» WHAT NEEDS TO BE DONE
Display every line in the records that contains the word "front", copying each such line in full.

» MATERIALS PROVIDED
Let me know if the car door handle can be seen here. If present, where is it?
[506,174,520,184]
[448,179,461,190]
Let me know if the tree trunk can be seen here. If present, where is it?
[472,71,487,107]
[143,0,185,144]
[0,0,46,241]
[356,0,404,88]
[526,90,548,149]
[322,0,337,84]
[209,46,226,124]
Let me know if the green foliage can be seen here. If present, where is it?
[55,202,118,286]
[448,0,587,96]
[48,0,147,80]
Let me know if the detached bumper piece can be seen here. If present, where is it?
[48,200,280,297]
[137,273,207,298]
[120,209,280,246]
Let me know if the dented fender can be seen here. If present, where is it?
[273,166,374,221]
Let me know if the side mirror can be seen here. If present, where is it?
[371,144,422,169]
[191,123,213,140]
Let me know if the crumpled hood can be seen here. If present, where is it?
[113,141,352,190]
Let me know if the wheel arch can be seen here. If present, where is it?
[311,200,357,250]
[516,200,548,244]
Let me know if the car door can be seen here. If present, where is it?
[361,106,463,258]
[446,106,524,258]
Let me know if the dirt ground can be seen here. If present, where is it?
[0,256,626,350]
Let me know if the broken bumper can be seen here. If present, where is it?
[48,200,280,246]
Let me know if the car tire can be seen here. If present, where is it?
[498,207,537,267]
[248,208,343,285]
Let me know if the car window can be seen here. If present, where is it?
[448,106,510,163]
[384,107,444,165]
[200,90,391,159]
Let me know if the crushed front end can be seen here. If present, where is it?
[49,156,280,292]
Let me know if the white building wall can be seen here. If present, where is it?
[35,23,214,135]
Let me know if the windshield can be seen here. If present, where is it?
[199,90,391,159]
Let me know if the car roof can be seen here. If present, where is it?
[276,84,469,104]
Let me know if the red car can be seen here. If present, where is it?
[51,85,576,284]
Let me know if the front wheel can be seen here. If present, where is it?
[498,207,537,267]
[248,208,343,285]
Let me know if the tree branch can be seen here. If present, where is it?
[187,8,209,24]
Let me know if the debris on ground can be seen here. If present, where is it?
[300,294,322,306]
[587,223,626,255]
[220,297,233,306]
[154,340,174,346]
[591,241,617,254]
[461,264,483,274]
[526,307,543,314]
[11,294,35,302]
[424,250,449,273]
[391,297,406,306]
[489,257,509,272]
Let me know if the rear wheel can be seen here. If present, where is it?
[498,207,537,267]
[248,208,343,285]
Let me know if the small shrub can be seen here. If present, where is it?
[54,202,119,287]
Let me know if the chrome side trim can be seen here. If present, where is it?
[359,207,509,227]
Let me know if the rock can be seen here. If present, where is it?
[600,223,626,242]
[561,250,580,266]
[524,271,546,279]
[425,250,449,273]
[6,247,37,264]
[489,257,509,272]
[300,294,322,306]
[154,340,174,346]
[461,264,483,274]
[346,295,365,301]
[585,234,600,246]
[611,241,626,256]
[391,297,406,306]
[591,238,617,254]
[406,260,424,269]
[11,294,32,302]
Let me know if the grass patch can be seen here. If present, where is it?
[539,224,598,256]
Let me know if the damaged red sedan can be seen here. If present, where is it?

» RESPONSE BELOW
Let me know if the crushed front end can be seen here. If present, where is it?
Let me know if the front wheel can be seen here. If present, where is it?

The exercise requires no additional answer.